>> start Source
Visiting of caves of Kyrgyzstan.
“Don’t despair if you get lost in a cave and can’t see the light ahead… the exit may be on the side.”
Excursion to Ak-Chunkur cave in Kyrgyzstan.
Ak-Chunkur Cave (translated from Kyrgyz as "White Pit") is located at an altitude of 3105 meters above sea level, 444 meters northwest of right bank of Sary-Dzhaz River, 7.5 kilometers northeast of Echkili-Tash border outpost, 844 meters northwest of Lake Zhashyl-Kol, in Aksu district, in east of Issyk-Kul region.
The upper reaches of the Sary-Dzhaz River are very similar to the polar regions of the globe. It seems that Rockwell Kent painted the landscapes of Alaska or Greenland here. Around the Arctic landscape of the Great Ice Age, only mammoths and cavemen are not visible. But there are traces of their presence in Sary-Dzhaz.
In the vicinity of the cave, rocky cliffs rise, composed of marbled limestone. The limestones are split by vertical tectonic cracks and, probably, one of them served as the beginning of the formation of the cave. Now all this is destroyed by modern inscriptions and covered with soot from the "fires of civilization".
The cave reaches 57 meters in length, the height of the arch varies from two to five meters, sometimes exceeding ten meters. The cave ends with a second tier, the length of which is only 15 meters, and the height from 1.5 to 2.5 meters.
The general direction of the cave is almost strictly to the north, its walls are dry with rare calcite deposits. The bottom of the cave is covered with red clay, in which animal bones, blanks of stone tools and small fragments of flint were found.
>> end Source
>> start Raw data
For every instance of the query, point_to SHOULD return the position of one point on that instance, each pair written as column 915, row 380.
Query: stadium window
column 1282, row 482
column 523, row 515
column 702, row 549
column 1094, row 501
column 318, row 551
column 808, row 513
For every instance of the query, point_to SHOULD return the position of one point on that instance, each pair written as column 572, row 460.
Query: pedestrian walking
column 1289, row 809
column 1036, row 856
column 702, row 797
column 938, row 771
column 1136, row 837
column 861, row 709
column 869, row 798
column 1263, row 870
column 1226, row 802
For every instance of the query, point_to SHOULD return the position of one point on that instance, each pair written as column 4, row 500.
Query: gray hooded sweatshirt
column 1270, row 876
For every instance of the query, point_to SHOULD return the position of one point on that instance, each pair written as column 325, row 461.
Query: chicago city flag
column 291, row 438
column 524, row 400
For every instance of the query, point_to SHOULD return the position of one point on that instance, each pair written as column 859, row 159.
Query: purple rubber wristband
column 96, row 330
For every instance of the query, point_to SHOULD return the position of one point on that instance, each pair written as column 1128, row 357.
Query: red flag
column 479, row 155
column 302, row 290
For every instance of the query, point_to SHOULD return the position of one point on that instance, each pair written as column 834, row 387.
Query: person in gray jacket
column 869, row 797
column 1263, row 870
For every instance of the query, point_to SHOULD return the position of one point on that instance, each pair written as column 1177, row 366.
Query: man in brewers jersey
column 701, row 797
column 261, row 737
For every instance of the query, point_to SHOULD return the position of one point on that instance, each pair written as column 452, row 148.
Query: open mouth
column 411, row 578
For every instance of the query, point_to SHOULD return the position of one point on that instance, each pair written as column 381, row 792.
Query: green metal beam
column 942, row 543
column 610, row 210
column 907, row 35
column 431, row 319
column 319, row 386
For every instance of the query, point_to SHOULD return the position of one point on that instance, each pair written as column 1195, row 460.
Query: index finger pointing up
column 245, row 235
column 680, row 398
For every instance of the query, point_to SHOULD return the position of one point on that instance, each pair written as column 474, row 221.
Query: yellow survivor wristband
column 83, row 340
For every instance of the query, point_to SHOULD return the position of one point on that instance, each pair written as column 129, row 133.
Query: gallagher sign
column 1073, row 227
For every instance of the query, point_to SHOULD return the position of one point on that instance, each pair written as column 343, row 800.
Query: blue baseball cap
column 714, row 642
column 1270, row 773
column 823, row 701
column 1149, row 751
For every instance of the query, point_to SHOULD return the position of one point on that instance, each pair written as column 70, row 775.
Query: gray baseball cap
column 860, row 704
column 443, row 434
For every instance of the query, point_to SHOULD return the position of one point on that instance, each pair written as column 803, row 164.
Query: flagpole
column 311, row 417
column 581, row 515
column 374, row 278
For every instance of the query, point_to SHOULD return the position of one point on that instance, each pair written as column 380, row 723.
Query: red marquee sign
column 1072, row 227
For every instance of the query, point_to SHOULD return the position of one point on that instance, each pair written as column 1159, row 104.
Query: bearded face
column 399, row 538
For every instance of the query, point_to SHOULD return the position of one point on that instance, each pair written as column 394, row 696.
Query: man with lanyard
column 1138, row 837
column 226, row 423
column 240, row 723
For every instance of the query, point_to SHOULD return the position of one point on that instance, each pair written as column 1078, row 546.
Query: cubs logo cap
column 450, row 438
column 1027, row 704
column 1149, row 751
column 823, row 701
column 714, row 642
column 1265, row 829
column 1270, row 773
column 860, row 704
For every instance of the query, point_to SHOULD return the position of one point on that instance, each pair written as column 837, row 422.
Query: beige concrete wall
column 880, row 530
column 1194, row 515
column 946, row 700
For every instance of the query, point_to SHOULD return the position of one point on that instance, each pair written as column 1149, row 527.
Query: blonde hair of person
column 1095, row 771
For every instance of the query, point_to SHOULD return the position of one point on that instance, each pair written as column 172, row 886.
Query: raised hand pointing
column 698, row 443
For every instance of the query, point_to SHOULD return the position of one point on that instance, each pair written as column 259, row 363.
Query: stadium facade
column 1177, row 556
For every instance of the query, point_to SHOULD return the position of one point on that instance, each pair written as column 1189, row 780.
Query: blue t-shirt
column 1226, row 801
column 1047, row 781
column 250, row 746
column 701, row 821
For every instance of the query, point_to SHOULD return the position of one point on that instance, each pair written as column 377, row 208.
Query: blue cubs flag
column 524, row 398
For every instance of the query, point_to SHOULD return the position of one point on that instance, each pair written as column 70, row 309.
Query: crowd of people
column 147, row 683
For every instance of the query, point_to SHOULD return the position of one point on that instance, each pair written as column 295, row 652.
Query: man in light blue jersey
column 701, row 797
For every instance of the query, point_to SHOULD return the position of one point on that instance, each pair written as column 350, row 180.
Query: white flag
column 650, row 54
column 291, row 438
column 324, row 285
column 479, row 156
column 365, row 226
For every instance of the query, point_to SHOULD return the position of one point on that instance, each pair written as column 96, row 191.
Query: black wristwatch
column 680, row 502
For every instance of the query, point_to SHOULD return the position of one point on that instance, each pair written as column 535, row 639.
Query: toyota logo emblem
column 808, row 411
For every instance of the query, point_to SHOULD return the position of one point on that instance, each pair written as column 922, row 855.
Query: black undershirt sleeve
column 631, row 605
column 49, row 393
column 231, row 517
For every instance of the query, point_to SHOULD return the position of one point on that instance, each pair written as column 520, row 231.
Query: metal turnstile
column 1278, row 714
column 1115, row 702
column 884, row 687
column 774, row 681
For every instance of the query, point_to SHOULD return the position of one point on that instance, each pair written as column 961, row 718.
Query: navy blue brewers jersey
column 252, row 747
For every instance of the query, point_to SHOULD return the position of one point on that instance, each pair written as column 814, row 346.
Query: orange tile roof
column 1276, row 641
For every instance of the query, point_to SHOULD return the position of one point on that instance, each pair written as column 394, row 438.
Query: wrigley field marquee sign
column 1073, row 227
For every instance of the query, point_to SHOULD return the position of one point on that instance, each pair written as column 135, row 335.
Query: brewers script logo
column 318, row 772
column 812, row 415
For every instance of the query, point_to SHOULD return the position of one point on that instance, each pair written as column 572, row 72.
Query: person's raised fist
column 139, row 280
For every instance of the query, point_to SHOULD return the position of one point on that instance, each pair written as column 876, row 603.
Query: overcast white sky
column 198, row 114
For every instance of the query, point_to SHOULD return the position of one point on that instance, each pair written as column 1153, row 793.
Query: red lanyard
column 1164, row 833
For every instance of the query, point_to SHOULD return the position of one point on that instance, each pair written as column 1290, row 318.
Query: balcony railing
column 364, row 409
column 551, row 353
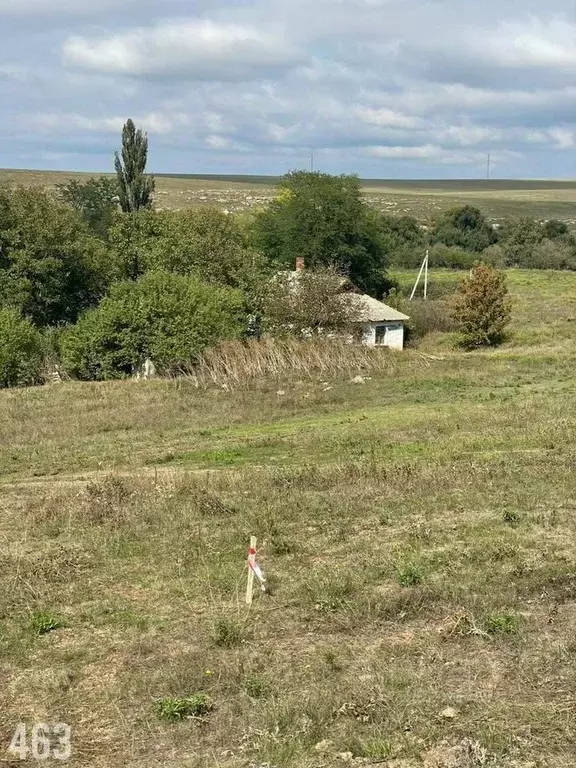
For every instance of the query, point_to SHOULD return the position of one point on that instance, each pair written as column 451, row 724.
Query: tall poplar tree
column 134, row 185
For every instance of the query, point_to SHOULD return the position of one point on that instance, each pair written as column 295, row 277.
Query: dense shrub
column 551, row 254
column 324, row 220
column 306, row 303
column 169, row 318
column 451, row 257
column 465, row 227
column 95, row 199
column 51, row 268
column 426, row 316
column 482, row 307
column 403, row 239
column 21, row 351
column 204, row 242
column 519, row 238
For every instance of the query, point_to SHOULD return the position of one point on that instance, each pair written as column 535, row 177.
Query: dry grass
column 417, row 531
column 498, row 199
column 237, row 364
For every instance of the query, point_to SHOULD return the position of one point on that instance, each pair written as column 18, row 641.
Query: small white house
column 378, row 324
column 381, row 325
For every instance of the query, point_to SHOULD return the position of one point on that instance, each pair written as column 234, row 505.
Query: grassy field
column 418, row 532
column 498, row 199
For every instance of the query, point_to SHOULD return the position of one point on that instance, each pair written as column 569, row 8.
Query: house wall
column 393, row 338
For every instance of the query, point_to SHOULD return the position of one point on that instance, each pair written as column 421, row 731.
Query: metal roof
column 371, row 310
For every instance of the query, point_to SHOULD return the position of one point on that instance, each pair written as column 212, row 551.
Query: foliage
column 135, row 187
column 404, row 240
column 324, row 220
column 409, row 575
column 205, row 242
column 170, row 318
column 482, row 307
column 21, row 351
column 174, row 709
column 502, row 624
column 451, row 257
column 95, row 199
column 43, row 622
column 51, row 268
column 465, row 227
column 227, row 633
column 426, row 315
column 519, row 238
column 307, row 303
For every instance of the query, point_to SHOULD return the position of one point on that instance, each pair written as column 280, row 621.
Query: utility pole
column 423, row 269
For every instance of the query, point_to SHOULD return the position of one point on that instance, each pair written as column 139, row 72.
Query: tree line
column 99, row 279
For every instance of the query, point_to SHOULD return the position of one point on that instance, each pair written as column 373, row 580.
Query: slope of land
column 497, row 199
column 418, row 532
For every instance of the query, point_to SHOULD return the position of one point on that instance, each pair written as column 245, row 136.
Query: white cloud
column 381, row 87
column 189, row 49
column 153, row 122
column 386, row 118
column 33, row 8
column 538, row 42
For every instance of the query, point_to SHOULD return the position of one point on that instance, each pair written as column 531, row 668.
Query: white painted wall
column 394, row 336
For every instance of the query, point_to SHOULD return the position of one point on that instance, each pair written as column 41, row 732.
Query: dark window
column 380, row 334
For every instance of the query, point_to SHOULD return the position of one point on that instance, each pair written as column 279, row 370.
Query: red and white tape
column 253, row 565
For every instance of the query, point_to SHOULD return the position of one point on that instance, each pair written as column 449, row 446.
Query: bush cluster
column 102, row 289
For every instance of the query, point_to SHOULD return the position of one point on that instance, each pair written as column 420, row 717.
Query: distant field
column 418, row 532
column 497, row 198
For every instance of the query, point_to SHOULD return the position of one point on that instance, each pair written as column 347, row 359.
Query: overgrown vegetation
column 167, row 317
column 482, row 307
column 109, row 281
column 22, row 351
column 417, row 529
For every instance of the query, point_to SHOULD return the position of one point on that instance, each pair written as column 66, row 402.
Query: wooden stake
column 418, row 278
column 251, row 560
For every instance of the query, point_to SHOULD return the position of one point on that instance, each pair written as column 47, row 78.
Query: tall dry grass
column 235, row 364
>> end Raw data
Problem requirements: From the text on Ak-Chunkur Cave above, quote the passage starting with "In the vicinity" and going on through "flint were found.".

Written answer:
In the vicinity of the cave, rocky cliffs rise, composed of marbled limestone. The limestones are split by vertical tectonic cracks and, probably, one of them served as the beginning of the formation of the cave. Now all this is destroyed by modern inscriptions and covered with soot from the "fires of civilization".
The cave reaches 57 meters in length, the height of the arch varies from two to five meters, sometimes exceeding ten meters. The cave ends with a second tier, the length of which is only 15 meters, and the height from 1.5 to 2.5 meters.
The general direction of the cave is almost strictly to the north, its walls are dry with rare calcite deposits. The bottom of the cave is covered with red clay, in which animal bones, blanks of stone tools and small fragments of flint were found.